Reading passage -

Watch or read about what to do in a winter emergency.

What to do in a winter emergency?

Being located in Ottawa Canada, where winter low temperatures can drop to 40 below (and that is really, really cold weather in Fahrenheit or Celsius) Purewater has plenty of experience dealing with hot tubs that stop working when the mercury is low. We try to be available for service quickly and efficiently, but we don’t have a 24 hour service department, and as such, provide you with the following tips and suggestions to help you deal with a troublesome tub, at least until help can arrive.

If you have a problem with your hot tub in extreme cold weather, the first step to take is always to stabilize the situation and prevent ice or freezing damage. You may not be able to get a service person right away, but if you are able to keep the tub equipment warm (as below) you put yourself in a position to minimize the potential damage and have the issue corrected quickly, easily, and cheaply. Do not rush
to drain the hot tub! Unless you know for certain that you will have no power for an extended period of time (i.e. 4 or 5 days with no power) we do not recommend that you drain the hot tub; it is much riskier to drain and improperly winterize a tub than to keep it full with an external heat source. A spa full of warm water will take much longer to freeze than an empty one.

Set exercise - Please say what the winter emergency passage above warns against rushing to do.

(Rows from a pointing dataset)

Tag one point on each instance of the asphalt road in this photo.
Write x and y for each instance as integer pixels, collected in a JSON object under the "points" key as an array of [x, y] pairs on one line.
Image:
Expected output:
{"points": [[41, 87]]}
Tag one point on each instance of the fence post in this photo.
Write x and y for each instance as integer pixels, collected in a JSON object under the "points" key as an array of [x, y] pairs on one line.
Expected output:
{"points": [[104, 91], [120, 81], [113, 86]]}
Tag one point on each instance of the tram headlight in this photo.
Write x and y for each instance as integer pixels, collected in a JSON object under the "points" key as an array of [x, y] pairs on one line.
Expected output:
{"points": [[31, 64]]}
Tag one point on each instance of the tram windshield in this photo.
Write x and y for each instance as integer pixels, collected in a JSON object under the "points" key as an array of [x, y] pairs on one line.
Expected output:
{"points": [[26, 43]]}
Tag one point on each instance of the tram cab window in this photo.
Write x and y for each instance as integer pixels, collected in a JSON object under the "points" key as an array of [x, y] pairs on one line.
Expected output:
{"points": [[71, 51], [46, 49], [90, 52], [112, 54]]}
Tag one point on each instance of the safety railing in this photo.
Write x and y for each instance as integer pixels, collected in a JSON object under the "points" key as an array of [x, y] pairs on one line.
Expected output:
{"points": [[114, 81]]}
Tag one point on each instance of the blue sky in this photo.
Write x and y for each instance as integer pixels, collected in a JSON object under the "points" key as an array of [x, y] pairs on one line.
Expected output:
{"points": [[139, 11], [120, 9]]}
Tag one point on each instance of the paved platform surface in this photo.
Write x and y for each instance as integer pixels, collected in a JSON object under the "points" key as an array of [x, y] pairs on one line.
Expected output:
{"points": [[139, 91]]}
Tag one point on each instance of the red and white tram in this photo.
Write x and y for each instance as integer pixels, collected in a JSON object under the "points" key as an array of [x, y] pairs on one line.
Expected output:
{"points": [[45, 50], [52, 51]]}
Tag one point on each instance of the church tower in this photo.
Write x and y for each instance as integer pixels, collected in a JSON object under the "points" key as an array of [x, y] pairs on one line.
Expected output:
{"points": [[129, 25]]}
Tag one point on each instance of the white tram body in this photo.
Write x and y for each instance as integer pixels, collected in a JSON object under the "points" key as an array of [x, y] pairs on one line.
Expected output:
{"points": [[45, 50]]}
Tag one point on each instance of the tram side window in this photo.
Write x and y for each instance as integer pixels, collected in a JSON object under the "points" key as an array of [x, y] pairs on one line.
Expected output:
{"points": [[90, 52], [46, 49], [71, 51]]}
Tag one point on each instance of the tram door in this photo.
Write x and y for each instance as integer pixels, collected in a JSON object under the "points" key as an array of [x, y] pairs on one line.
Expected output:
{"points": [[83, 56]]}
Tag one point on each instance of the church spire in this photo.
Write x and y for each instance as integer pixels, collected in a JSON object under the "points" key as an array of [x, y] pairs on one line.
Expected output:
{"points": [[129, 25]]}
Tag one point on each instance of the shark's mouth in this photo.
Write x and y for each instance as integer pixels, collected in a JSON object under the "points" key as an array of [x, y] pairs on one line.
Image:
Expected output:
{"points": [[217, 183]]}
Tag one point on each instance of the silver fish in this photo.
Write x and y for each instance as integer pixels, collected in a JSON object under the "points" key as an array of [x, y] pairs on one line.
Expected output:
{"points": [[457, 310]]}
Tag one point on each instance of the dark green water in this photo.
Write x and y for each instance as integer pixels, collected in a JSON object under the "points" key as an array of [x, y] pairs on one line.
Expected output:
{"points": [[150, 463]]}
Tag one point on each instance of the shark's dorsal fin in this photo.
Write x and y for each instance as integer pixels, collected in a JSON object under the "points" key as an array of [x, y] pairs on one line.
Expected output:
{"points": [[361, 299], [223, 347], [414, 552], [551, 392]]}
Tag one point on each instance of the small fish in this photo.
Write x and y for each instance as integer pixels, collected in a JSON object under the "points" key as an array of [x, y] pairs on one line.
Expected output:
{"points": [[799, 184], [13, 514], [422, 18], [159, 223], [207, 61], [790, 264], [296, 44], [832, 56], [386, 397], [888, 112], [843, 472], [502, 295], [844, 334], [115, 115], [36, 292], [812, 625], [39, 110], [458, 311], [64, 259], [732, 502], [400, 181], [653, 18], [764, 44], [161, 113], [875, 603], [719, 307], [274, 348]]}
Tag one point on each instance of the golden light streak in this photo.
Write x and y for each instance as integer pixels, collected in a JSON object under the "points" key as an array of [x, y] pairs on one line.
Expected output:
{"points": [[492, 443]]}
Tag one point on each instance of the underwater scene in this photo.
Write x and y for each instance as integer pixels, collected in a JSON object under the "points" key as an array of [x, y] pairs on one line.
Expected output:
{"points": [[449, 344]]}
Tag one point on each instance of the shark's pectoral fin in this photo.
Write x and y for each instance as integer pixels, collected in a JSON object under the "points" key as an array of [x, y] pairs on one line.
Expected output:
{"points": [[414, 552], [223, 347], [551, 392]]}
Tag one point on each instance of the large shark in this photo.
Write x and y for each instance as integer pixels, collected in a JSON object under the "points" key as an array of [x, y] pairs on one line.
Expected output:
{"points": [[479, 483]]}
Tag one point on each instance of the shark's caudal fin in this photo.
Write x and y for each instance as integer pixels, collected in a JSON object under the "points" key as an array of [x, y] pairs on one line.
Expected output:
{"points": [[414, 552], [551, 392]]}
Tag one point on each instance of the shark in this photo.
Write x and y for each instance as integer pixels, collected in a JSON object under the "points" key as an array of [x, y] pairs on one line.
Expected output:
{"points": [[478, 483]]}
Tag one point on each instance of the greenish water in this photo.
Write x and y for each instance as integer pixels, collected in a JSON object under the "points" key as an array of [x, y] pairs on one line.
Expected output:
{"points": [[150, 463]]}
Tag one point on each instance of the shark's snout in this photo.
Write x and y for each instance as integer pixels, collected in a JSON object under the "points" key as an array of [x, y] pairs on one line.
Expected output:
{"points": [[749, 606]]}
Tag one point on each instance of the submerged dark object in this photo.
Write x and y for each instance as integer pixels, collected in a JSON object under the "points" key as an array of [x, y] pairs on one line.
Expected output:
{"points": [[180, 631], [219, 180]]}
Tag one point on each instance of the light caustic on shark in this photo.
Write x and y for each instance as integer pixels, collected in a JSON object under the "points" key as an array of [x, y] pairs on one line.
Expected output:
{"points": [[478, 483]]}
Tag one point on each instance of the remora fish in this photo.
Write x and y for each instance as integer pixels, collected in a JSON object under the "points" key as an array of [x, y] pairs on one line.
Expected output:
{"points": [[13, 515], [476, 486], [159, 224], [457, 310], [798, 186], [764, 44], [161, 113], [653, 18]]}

Answer to this task - Drain the hot tub.